---------- Document ----------

Réalisateur : Sylvester Stallone
Acteur : Sylvester Stallone, Dolph Lundgren, Talia Shire, Carl Weathers, Burt Young, Tony Burton, Michael Pataki, Brigitte Nielsen,...
Distributeur : Park Circus France
Budget : -
Genre : Drame, Action.
Nationalité : Américain.
Durée : 1h33min

Synopsis :
La version "Director's Cut" par Sylvester Stallone en utilisant la technologie moderne pour améliorer, voire restaurer, le son du film de 1985.



Critique :


Opus le plus faible cinématographiquement parlant de la saga pour certains, film le plus jubilatoire et divertissant pour d'autres (la vérité, bien plus complexe qu'elle n'en a l'air, se situe certainement à la croisée de ses deux avis), Rocky IV symbolise toute la folie des 80s dans sa relecture très bis de David contre Goliath, qui dénigre certes l'envahisseur russe (froid, violent, dopé), mais qui n'offre pas forcément non plus, à l'instar de Rambo II - La Mission, une image toute blanche de l'Amérique triomphante, engoncée dans un consumérisme abusif, une arrogance pédante (et une fierté mal placée jusqu'au bout, même face à une défaite annoncée), un voyeurisme morbide (le début de la sur-présence des médias) mais surtout une haine viscérale pour tout pays ne suivant pas son idéologie (l'ennemi est toujours celui qui n'a pas les mêmes croyances et valeurs).

Un objet OFNI-esque qui caractérise presque à lui seul la carrière de son géniteur, un divertissement violent, spectaculaire et totalement conscient de ses faiblesses, qui n'a que pour seul but d'offrir un vrai et mémorable morceau de fun à son auditoire.

----------

Consigne.
D'après la fiche du film sur Rocky IV, quelle est sa durée ?

---------- Données extraites ----------

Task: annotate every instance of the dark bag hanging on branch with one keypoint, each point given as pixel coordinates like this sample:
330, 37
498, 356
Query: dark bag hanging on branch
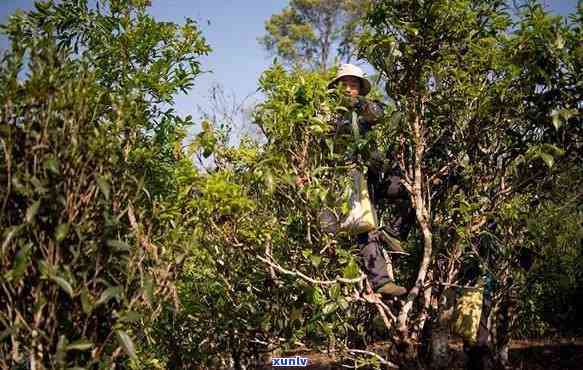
468, 311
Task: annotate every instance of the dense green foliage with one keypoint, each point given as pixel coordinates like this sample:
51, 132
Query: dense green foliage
86, 155
114, 245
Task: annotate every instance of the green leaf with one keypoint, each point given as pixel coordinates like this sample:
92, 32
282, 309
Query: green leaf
130, 316
32, 211
104, 186
21, 262
52, 165
118, 245
80, 345
351, 270
64, 284
86, 301
548, 159
126, 342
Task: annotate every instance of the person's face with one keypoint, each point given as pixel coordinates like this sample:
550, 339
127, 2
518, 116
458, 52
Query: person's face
350, 85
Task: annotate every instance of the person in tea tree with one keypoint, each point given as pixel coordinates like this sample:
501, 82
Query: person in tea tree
382, 178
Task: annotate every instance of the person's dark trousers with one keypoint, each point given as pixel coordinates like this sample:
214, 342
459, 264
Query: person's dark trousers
373, 259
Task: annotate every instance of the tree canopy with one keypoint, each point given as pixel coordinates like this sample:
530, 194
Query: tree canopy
117, 250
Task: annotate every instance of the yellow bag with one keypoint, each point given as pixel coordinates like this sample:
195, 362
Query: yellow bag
466, 321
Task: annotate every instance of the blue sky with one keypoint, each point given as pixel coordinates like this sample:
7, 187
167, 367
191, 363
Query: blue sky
231, 27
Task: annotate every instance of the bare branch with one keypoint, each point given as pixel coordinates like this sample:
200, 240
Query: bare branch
309, 279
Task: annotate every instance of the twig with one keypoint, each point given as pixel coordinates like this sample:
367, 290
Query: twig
309, 279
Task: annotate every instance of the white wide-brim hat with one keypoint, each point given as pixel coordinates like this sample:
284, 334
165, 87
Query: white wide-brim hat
351, 70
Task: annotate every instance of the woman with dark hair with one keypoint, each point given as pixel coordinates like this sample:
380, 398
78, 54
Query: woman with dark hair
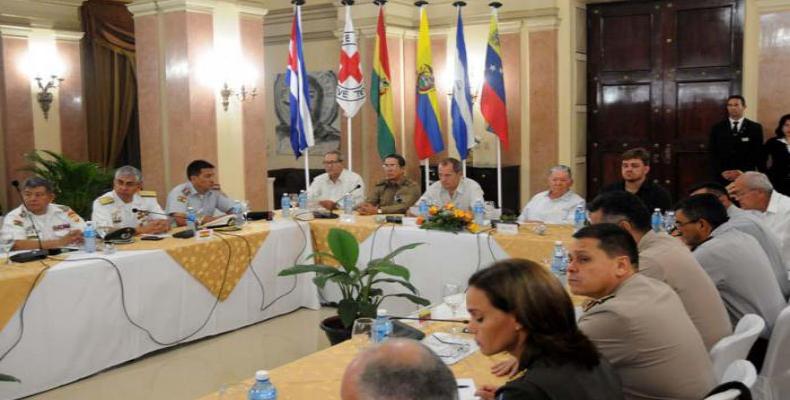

----------

Réponse.
1h33min